*Gegebene Daten*

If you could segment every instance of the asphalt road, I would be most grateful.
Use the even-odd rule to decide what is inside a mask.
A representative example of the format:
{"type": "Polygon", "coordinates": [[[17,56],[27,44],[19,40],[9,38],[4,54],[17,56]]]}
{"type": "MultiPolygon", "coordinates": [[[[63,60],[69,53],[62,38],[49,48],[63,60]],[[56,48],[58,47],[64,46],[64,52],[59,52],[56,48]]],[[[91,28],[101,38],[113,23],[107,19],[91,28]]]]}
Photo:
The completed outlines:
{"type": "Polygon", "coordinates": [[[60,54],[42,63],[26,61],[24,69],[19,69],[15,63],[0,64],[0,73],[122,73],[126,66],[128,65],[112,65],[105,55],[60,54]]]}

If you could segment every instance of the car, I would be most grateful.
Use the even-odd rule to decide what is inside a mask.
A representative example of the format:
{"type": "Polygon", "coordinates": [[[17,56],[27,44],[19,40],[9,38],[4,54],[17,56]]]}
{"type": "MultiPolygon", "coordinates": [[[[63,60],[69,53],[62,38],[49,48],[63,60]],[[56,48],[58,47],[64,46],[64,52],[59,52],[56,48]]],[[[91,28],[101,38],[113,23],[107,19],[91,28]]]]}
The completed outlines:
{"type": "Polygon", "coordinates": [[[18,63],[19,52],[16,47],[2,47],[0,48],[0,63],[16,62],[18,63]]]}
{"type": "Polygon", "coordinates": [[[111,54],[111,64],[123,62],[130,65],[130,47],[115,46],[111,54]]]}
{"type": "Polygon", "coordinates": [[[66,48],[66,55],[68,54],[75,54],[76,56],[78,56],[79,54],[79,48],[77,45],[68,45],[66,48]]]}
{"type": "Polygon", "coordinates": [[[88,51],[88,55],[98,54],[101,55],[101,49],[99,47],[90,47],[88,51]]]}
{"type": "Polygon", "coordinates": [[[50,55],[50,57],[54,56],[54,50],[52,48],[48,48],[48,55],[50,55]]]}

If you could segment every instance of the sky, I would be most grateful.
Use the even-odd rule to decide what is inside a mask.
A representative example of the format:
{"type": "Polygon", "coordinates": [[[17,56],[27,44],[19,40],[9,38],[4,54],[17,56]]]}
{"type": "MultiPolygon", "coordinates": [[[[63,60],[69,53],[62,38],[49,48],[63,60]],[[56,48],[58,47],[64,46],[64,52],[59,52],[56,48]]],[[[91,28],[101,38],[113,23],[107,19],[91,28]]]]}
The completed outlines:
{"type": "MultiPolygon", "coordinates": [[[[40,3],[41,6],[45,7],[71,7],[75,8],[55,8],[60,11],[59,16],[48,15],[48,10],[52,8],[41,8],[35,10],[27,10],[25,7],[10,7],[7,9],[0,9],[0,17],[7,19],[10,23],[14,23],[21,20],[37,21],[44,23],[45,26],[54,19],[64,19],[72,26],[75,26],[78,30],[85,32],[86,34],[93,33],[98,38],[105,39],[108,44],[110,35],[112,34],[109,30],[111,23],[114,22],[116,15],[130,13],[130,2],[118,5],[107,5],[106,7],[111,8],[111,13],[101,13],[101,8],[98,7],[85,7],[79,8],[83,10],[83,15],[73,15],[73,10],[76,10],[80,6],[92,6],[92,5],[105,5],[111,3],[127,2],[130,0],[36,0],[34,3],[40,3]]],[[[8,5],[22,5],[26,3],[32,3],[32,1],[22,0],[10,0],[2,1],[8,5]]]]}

*Aufgabenstellung*
Zähle die Zeilen der Daten, die das Wort „instance“ enthalten. Gib nur die Anzahl an.

*Vollständige Antwort*
3